### Excerpted data
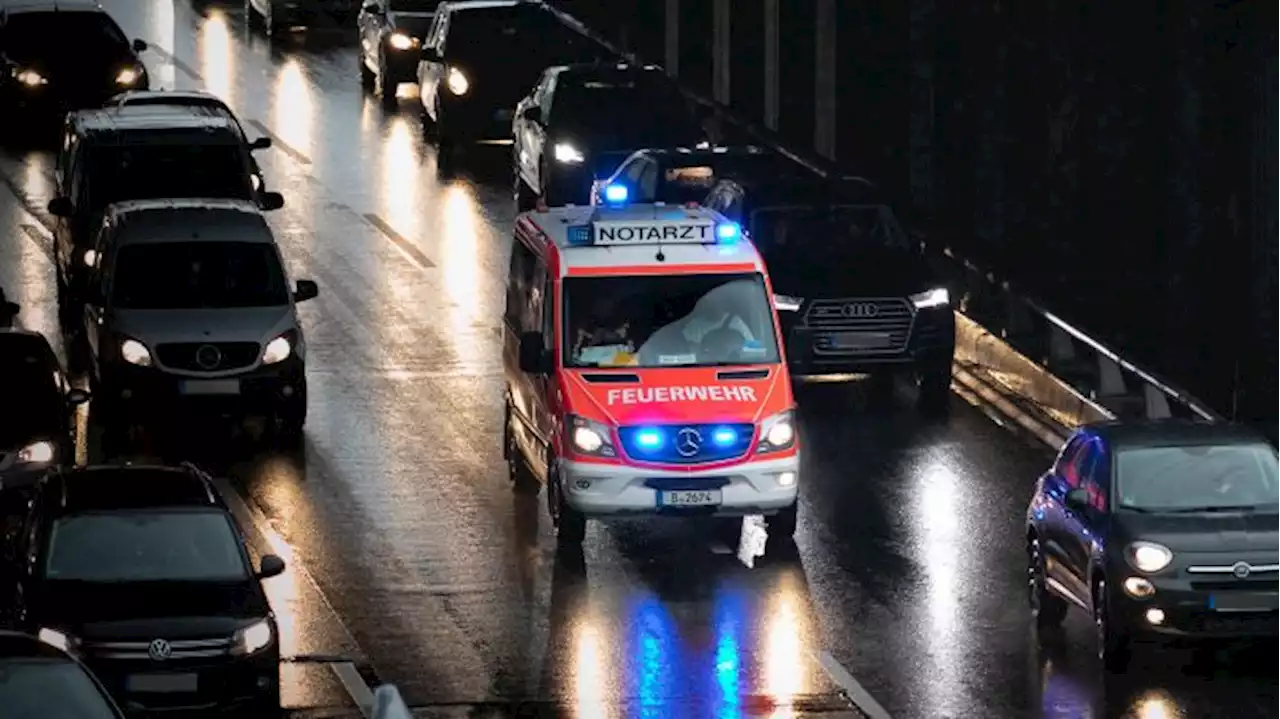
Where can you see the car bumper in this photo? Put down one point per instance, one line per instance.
(617, 489)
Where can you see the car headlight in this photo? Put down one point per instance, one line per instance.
(31, 78)
(278, 349)
(567, 154)
(254, 639)
(127, 77)
(1150, 557)
(936, 297)
(778, 433)
(135, 353)
(37, 452)
(457, 82)
(60, 640)
(402, 41)
(787, 303)
(590, 438)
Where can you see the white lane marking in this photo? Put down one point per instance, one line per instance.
(344, 671)
(860, 697)
(355, 686)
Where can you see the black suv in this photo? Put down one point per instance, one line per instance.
(581, 122)
(144, 575)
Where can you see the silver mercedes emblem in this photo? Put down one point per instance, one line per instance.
(859, 310)
(209, 357)
(159, 650)
(688, 442)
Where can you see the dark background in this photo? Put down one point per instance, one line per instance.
(1118, 161)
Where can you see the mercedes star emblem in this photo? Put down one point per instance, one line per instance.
(159, 650)
(688, 442)
(208, 357)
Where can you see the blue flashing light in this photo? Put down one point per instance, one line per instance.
(723, 436)
(616, 193)
(649, 439)
(728, 232)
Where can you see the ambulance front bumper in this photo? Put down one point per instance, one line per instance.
(754, 488)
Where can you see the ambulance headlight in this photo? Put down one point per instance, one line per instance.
(778, 433)
(937, 297)
(588, 436)
(568, 155)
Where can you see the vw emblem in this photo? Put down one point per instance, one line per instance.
(688, 442)
(159, 650)
(209, 357)
(859, 310)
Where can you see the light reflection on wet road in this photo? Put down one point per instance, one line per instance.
(414, 559)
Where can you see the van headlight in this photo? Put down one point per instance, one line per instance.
(936, 297)
(778, 433)
(278, 349)
(254, 639)
(135, 352)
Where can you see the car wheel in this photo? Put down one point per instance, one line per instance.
(1047, 608)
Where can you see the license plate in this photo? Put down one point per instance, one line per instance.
(860, 340)
(161, 683)
(210, 387)
(1244, 601)
(689, 498)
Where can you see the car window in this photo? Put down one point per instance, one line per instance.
(50, 688)
(145, 546)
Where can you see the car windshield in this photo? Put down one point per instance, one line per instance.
(145, 546)
(170, 169)
(668, 321)
(50, 688)
(53, 32)
(183, 275)
(1197, 477)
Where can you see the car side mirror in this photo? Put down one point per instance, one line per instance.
(306, 289)
(272, 201)
(270, 566)
(60, 207)
(533, 355)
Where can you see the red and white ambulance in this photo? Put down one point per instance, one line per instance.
(645, 374)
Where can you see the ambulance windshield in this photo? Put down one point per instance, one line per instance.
(668, 321)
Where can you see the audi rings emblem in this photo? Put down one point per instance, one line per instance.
(159, 650)
(209, 357)
(689, 442)
(859, 310)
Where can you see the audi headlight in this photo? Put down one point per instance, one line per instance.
(135, 353)
(778, 433)
(402, 41)
(278, 349)
(254, 639)
(457, 82)
(590, 438)
(937, 297)
(567, 154)
(1150, 557)
(37, 452)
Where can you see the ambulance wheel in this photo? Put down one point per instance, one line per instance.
(570, 523)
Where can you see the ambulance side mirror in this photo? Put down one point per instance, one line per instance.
(533, 355)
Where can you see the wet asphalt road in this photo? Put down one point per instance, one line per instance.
(412, 560)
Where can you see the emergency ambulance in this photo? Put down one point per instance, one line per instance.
(644, 367)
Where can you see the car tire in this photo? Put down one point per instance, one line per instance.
(1047, 608)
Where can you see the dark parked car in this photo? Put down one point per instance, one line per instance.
(1159, 530)
(40, 681)
(145, 576)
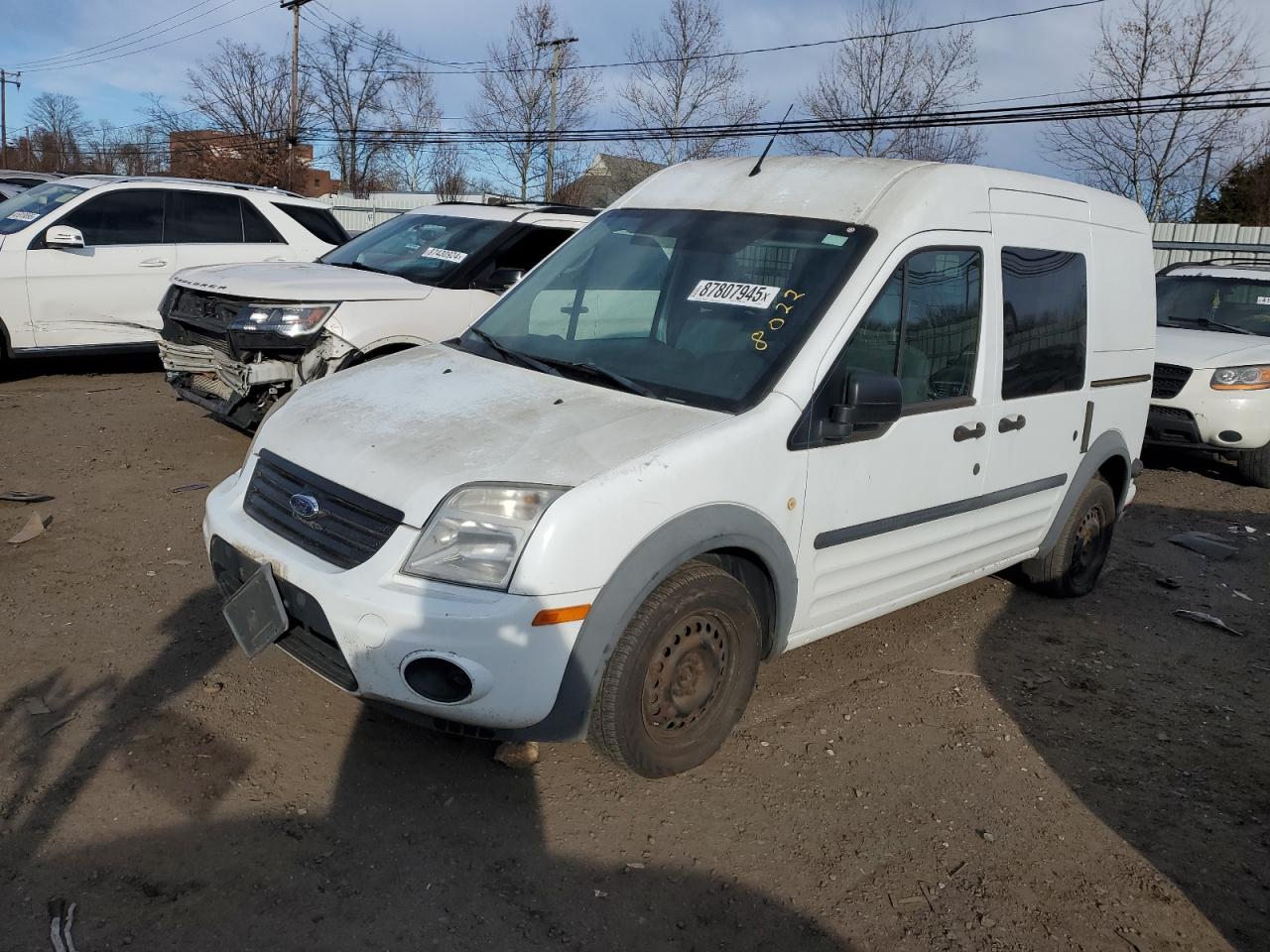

### Brief
Turn the lines above into a Markdown table with two columns, Row and Text. Give each line its own numbered row, and leave out blank lines and the pictures.

### Correct output
| Row | Text |
|---|---|
| 1 | Where can you see the car bumper in this photo? Put down one point per instance, one line per instance. |
| 2 | (617, 489) |
| 3 | Where can you see the car headlight in this photo? Put down one point per instance, one line per instance. |
| 4 | (31, 78) |
| 5 | (278, 349) |
| 6 | (567, 154) |
| 7 | (254, 639) |
| 8 | (127, 77) |
| 9 | (1150, 557) |
| 10 | (936, 297) |
| 11 | (778, 433) |
| 12 | (135, 353) |
| 13 | (37, 452) |
| 14 | (457, 82) |
| 15 | (60, 640) |
| 16 | (402, 41) |
| 17 | (787, 303) |
| 18 | (590, 438) |
| 19 | Where can you see the white lane marking in this photo? Put down one point per instance, one line per instance. |
| 20 | (344, 671) |
| 21 | (860, 697) |
| 22 | (355, 686) |
| 23 | Where can you see the black suv in this photo? Put down one point per instance, one line per instance. |
| 24 | (581, 122) |
| 25 | (144, 575) |
| 26 | Where can you see the silver mercedes emblem in this photo? Put down one point per instance, one line per instance. |
| 27 | (859, 310) |
| 28 | (209, 357) |
| 29 | (159, 650) |
| 30 | (688, 442) |
| 31 | Where can you see the dark background in this photo? Put down one point per instance, one line per instance. |
| 32 | (1118, 161) |
| 33 | Where can you see the mercedes star emblem in this photo? Put down one point per instance, one line per instance. |
| 34 | (159, 650) |
| 35 | (688, 442) |
| 36 | (208, 357) |
| 37 | Where can you see the blue flashing light in this photo? Put down one point per instance, one line per instance. |
| 38 | (723, 436) |
| 39 | (616, 193) |
| 40 | (649, 439) |
| 41 | (728, 232) |
| 42 | Where can you see the ambulance front bumper in this photo? Put down one point per instance, one line per instance. |
| 43 | (754, 488) |
| 44 | Where can you see the ambulance headlight in this photo? Put down one point per instance, one line per instance. |
| 45 | (778, 433) |
| 46 | (937, 297) |
| 47 | (588, 436) |
| 48 | (568, 155) |
| 49 | Where can you see the vw emblem in this photo? Put down one point per instance, one line per instance. |
| 50 | (688, 442) |
| 51 | (159, 650) |
| 52 | (209, 357) |
| 53 | (859, 310) |
| 54 | Where can you see the light reflection on wet road in this photo? Put down one point per instance, one line per instance. |
| 55 | (414, 559) |
| 56 | Where can you see the van headlight in this photo? Put down one point per instance, one line per instance. |
| 57 | (936, 297) |
| 58 | (778, 433) |
| 59 | (278, 349) |
| 60 | (254, 639) |
| 61 | (135, 352) |
| 62 | Where can you see the car wheel in this photo? Put down one point per instance, one line per instance. |
| 63 | (1047, 608) |
| 64 | Where can you see the license plate in this photo? Put down one point per instance, one line per instance. |
| 65 | (860, 340) |
| 66 | (161, 683) |
| 67 | (210, 387) |
| 68 | (1244, 601) |
| 69 | (689, 498) |
| 70 | Where can you see the car window in this photo? Put down one point per instance, one line per instance. |
| 71 | (50, 688) |
| 72 | (145, 546) |
| 73 | Where can you see the car windshield in this photo? Put down one point per instance, one line per instance. |
| 74 | (145, 546) |
| 75 | (170, 169) |
| 76 | (668, 321) |
| 77 | (50, 688) |
| 78 | (53, 32) |
| 79 | (183, 275) |
| 80 | (1197, 477) |
| 81 | Where can you see the car side mirror in this photo? Put down one point per instance, one line per instance. |
| 82 | (306, 289) |
| 83 | (272, 201) |
| 84 | (270, 566) |
| 85 | (60, 207) |
| 86 | (533, 355) |
| 87 | Where can you see the red and white ambulance in this photo? Put down one point per instance, one line per instance. |
| 88 | (645, 374) |
| 89 | Where can you see the ambulance windshield in this photo? Put down one point per instance, one line per instance. |
| 90 | (668, 321) |
| 91 | Where can you see the audi rings emblem in this photo? Put down one point per instance, one line per instance. |
| 92 | (159, 650) |
| 93 | (209, 357) |
| 94 | (689, 442) |
| 95 | (859, 310) |
| 96 | Where can you see the audi headlight in this photo? Put down one point per instance, one line per instance. |
| 97 | (135, 353) |
| 98 | (778, 433) |
| 99 | (402, 41) |
| 100 | (278, 349) |
| 101 | (254, 639) |
| 102 | (457, 82) |
| 103 | (590, 438) |
| 104 | (937, 297) |
| 105 | (567, 154) |
| 106 | (1150, 557) |
| 107 | (37, 452) |
| 108 | Where can you see the ambulance wheel in this photo? Put down one point per instance, one line per instance. |
| 109 | (570, 523) |
| 110 | Where can you see the ambulance side mirror in this photo? Put down one point per instance, one line per instance. |
| 111 | (533, 355) |
| 112 | Where can you see the wet asphalt road in this photo? Put down one point per instance, one line per instance. |
| 113 | (412, 560) |
| 114 | Where can you see the emergency ambulance in this photo? Put down one point per instance, one line per instance. |
| 115 | (644, 367) |
| 116 | Where can you see the car tire in this photo? Put down one point per instance, one line per instance. |
| 117 | (1047, 608) |
| 118 | Where can you see the dark parked car in this photo? Put down one point per instance, one line per instance. |
| 119 | (1159, 530) |
| 120 | (40, 681) |
| 121 | (145, 576) |